====== Data entries ======

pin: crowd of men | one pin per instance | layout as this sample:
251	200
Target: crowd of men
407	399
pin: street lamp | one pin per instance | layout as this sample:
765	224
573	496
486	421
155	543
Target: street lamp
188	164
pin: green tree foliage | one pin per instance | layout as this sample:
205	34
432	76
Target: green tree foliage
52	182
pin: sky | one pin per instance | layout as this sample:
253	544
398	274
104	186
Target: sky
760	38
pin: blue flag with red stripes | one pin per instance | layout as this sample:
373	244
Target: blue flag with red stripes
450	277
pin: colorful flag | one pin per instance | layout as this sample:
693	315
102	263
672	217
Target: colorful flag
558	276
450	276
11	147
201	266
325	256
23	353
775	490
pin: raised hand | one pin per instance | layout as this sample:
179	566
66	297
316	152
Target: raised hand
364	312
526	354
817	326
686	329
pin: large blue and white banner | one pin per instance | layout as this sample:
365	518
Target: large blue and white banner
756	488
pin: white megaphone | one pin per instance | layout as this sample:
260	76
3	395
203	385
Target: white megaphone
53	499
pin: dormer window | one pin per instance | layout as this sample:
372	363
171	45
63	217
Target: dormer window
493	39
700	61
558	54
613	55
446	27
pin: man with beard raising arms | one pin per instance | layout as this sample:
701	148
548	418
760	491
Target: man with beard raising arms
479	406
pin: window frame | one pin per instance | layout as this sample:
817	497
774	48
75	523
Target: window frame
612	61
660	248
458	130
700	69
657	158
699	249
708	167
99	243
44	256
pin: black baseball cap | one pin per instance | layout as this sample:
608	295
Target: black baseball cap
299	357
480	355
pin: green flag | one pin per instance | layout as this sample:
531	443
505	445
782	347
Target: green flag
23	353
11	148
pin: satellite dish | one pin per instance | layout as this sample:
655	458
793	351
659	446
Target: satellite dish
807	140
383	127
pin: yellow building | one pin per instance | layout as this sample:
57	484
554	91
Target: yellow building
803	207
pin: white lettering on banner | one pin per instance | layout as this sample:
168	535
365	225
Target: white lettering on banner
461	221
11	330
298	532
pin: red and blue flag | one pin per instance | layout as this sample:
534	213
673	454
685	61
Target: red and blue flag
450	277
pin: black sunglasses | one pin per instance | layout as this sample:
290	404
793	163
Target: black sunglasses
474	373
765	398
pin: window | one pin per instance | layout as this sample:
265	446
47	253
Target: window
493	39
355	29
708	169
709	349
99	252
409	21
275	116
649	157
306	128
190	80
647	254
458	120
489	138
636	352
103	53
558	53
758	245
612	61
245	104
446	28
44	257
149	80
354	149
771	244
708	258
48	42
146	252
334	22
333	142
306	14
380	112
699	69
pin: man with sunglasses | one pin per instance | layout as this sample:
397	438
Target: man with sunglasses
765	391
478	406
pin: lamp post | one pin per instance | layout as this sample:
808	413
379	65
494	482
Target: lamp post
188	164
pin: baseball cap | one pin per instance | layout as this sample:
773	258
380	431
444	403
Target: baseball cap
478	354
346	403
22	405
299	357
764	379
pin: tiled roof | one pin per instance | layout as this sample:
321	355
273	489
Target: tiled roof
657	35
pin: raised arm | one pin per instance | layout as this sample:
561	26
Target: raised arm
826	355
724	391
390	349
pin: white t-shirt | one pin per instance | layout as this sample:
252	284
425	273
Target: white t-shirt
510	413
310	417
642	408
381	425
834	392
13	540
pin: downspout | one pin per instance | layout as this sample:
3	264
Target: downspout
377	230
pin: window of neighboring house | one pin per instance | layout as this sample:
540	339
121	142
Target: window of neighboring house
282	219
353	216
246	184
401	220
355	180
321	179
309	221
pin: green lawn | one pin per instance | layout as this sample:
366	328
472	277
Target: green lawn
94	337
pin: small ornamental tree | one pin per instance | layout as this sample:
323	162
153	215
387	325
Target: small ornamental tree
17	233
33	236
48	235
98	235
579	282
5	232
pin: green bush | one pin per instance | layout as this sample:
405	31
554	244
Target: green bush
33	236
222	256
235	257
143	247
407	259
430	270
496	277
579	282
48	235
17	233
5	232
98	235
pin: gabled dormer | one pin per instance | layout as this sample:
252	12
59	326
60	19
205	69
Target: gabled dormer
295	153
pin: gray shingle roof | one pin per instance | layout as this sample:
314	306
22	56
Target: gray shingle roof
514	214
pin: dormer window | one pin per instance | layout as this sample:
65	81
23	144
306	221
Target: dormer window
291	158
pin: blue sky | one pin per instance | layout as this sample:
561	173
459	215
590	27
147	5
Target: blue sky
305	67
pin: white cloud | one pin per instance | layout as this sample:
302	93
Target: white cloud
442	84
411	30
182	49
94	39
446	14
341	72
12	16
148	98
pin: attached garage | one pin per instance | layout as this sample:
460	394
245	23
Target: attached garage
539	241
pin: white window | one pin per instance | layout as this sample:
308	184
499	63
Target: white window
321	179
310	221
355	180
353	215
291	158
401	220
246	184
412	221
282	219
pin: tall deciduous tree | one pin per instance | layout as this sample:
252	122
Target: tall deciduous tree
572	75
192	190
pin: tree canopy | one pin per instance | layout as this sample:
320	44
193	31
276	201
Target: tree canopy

======

§ Given instruction
Extract each entry in full, exactly as given.

§ Result
pin: crowd of men | one pin per instance | layout as this sample:
251	200
Target: crowd of men
407	399
pin: street lamp | one pin per instance | layout as this sample:
765	224
573	496
486	421
155	543
Target: street lamp
188	164
pin: green tree foliage | one pin per instance | layout as this sample:
205	34
432	76
Target: green tree foliage
52	182
pin: sky | one pin per instance | layout as this sample:
253	544
398	274
104	186
Target: sky
760	38
pin: blue flag with red stripes | one pin per instance | layout as this sample:
373	244
Target: blue flag with red stripes
450	277
pin: colorful flag | one pin per instance | layout as this sample:
693	315
102	263
672	217
Target: colorful flag
558	276
450	276
11	147
201	266
325	256
23	353
775	490
pin: raised hand | one pin per instance | layout as this sample:
179	566
66	297
316	152
Target: raised hand
364	312
526	354
817	326
686	329
pin: large blue and white banner | one pin per instance | layout as this sample:
365	518
Target: large blue and white banner
756	488
pin: white megaphone | one pin per instance | layout as this sample:
260	76
3	395
203	385
Target: white megaphone
53	499
pin: dormer window | one pin per instance | layout as this sample:
372	363
171	45
63	217
Target: dormer window
493	39
700	61
558	54
613	55
446	27
pin: man with beard raising arms | one pin per instance | layout as this sample:
701	148
548	418
760	491
Target: man with beard raising arms
479	406
pin: window frame | one pin per instance | layout as this sample:
817	497
774	48
75	523
Target: window frame
612	61
660	248
458	130
700	69
657	158
699	249
708	167
99	243
44	256
pin: black baseball cap | one pin per instance | layout as this sample:
608	295
Target: black baseball cap
299	357
480	355
pin: green flag | one pin per instance | layout as this sample:
531	443
505	445
782	347
Target: green flag
23	353
11	148
pin: satellite dish | one pin per instance | layout as this sample:
655	458
793	351
659	446
Target: satellite dish
807	140
383	127
pin: yellow building | one pin per instance | layout as this sample:
57	484
554	91
Target: yellow building
803	207
pin: white lettering on banner | one pin per instance | layout as this sample:
168	535
365	225
Target: white lettering on banner
461	221
11	330
298	532
pin: red and blue flag | one pin per instance | layout as this sample:
534	213
673	454
685	61
Target: red and blue flag
450	277
pin: black sunglasses | one pin per instance | layout as this sample:
290	404
793	163
Target: black sunglasses
474	373
765	398
pin: window | one pin per instance | layout as this sample:
265	446
47	253
Target: window
493	39
355	29
708	169
709	349
99	252
409	21
275	116
649	157
306	128
190	80
647	254
458	120
489	138
636	352
103	53
558	53
758	245
612	61
245	104
446	28
44	257
149	80
354	149
771	244
708	258
48	42
146	252
334	22
333	142
306	14
380	112
699	69
pin: man with sunglasses | one pin per instance | layout as this sample:
397	438
Target: man with sunglasses
765	391
478	406
pin: lamp post | one pin per instance | layout as this sample:
808	413
379	65
494	482
Target: lamp post
188	164
pin: baseball cap | one pin per instance | layout as this sample:
773	258
380	431
444	403
Target: baseball cap
478	354
346	403
22	405
299	357
764	379
pin: tiled roof | one pin per instance | layout as this sample:
321	355
273	489
Target: tiled roof
657	35
pin: raised arm | one pin per instance | layout as this sample:
561	26
Target: raised arm
826	355
724	391
390	349
pin: white t-shirt | one pin per instance | layout as this sample:
252	284
425	273
Target: white t-shirt
510	413
310	417
642	408
381	425
834	392
13	540
pin: downspout | one pin per instance | layout as this sample:
3	264
Target: downspout
377	230
pin: window of neighboring house | one pin per instance | layout as this sample:
540	339
121	142
Target: window of neighboring house
282	219
353	216
246	184
401	220
355	180
321	179
309	221
pin: green lawn | one pin per instance | layout as this sample:
366	328
472	277
Target: green lawn
94	337
pin: small ornamental tree | one pin per instance | layout as this sample:
323	162
153	215
387	325
Target: small ornamental tree
17	233
33	236
48	235
98	235
579	282
5	232
pin: green bush | one pin per instance | layout as this sample:
405	31
554	244
Target: green bush
33	236
222	256
235	257
143	247
407	259
430	270
496	277
579	282
48	235
17	233
5	232
98	235
pin: gabled dormer | one pin per instance | layout as this sample:
252	12
59	326
60	19
205	69
Target: gabled dormer
295	153
pin: gray shingle roof | one pin per instance | layout as this sample:
314	306
22	56
Target: gray shingle roof
514	214
pin: dormer window | one pin per instance | layout as this sample:
65	81
23	144
306	221
Target: dormer window
291	158
pin: blue sky | one pin per instance | layout as this sample:
561	173
459	215
590	27
147	5
Target: blue sky
305	67
pin: white cloud | one pin per instance | layout as this sample:
302	93
Target: white cloud
442	84
411	30
182	49
94	39
446	14
341	72
12	16
148	98
pin: attached garage | one pin per instance | layout as this sample:
460	394
245	23
Target: attached garage
539	241
pin: white window | one pin per instance | layout as this sample:
308	184
499	63
Target: white window
321	179
310	221
355	180
353	215
291	158
401	220
246	184
412	221
282	219
pin: tall deciduous tree | one pin per instance | layout as this sample:
252	122
Target: tall deciduous tree
572	75
192	190
pin: tree canopy | one pin per instance | layout as this sample:
320	44
193	31
276	201
Target: tree canopy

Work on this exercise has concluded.